[Exercise description]
Carry on the passage about the Panchatantra in Malay literature from the point where it stops.

The Indian fable book the Panchatantra
is well known in Malay literature. It arrived in the Malay
countries from two sources: from South India came the original
Hindu version in a popularized form, and from the world of
Islam came the original Middle Persian version of Bidpai,
probably in the Arabic translation by Ibn Mukaffa under the
title Kalila dan Dimna. The name Dimna comes from an
older ‘Damina’, a derivative of the Sanskrit word ‘Damanaka’,
which referred to the slanderous and greedy jackal, the storyteller’s
personification of evil. The framework of the story follows.
A merchant traveling with an ox wagon got stuck on a muddy
path in the hills. The ox seemed to have broken a leg, so
the merchant had to leave him behind. Abandoned, the ox found
plenty of fresh grass in the woods, so he grew fat and his
wound soon healed.
In the woods there lived an old lion, with whom two jackals
kept company. They fancied themselves to be the king’s councilors,
although they were nothing but parasites who picked the bones
of the lion’s victims. Their names were Karatka and Damanaka
in the Sanskrit original (Kalila and Damina in the Syrian
and Arabic versions). One day, the lion heard the ox lowing
and was frightened. One of the jackals told him the story
of the fox who was frightened by the noise of a drum hanging
in a tree which was being banged around by the wind—implying
that one need not fear all noisy things.

(Segmentation mask data)
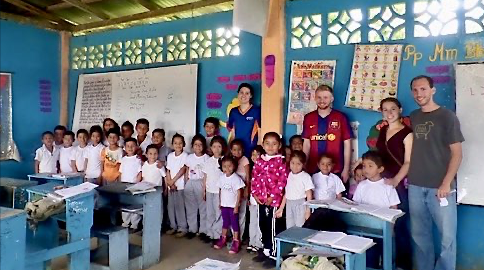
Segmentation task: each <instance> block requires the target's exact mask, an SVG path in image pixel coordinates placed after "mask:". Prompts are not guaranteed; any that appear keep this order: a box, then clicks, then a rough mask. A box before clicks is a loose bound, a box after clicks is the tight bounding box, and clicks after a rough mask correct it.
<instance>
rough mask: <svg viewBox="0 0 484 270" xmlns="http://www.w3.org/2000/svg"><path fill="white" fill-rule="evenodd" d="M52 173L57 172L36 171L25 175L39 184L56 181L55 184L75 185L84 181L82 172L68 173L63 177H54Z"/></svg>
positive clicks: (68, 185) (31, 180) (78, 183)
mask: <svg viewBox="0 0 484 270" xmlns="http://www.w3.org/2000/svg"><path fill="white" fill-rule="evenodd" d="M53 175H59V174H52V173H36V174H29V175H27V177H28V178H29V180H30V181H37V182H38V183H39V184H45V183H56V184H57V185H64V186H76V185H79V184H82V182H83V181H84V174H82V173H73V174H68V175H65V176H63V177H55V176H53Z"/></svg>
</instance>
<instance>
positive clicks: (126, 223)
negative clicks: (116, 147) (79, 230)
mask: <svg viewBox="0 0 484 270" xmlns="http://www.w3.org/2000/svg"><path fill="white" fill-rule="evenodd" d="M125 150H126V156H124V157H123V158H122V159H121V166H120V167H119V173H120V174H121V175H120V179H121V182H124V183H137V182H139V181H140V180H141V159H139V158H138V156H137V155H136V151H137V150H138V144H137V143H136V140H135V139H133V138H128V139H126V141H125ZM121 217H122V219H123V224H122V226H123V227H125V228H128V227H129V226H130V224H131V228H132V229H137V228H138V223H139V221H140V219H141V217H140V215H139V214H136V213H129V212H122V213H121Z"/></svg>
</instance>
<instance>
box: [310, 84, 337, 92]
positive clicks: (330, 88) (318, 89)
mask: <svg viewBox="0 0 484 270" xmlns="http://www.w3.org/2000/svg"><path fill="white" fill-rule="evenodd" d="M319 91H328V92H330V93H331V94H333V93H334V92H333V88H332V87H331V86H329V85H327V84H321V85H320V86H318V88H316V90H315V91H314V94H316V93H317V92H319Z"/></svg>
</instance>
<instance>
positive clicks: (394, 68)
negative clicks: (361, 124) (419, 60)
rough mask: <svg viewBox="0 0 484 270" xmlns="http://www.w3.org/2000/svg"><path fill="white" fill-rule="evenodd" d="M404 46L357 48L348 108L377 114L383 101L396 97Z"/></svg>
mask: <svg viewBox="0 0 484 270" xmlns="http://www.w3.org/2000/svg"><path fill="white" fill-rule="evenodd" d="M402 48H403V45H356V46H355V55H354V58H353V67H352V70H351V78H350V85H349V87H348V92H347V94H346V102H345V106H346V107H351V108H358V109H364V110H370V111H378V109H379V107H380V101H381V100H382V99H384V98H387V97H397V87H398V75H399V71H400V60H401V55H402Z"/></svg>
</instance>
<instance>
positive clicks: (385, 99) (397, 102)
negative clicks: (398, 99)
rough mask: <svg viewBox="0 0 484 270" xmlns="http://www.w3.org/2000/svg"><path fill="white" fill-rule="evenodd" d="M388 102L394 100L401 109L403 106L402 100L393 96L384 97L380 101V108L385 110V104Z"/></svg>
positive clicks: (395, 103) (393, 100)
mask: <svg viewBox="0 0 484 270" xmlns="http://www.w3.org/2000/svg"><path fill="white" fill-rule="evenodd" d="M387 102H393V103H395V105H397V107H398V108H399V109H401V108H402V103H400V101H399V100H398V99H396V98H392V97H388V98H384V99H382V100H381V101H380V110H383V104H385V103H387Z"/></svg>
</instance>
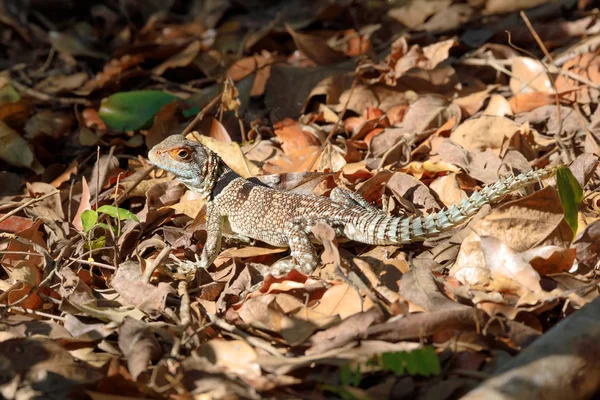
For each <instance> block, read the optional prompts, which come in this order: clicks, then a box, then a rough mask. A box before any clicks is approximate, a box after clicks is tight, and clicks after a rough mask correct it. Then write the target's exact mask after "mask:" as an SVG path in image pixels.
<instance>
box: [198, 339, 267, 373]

[Result]
The old Indonesian version differs
from the Middle Eastern one. The Arabic Kalila wa Damina
was perhaps not directly translated into Malay; it became
very popular in India during the period of the Islamic princes
in Delhi and other centers. There, it was translated back
into Persian—the literary Persian of the sixteenth century.
The School of Oriental and African Studies at the University
of London possesses an exquisitely illustrated manuscript
of that period, in Persian, from India. It may well have been
this Persian text from which the Malay translation was made.
Its title is Anwar-e-Suheyli (Lights of Canopus). We
should not be misled by Sir Richard Winsted’s English translations
from Malay, because those stories were translated into Malay
from Dutch by Gonggryp.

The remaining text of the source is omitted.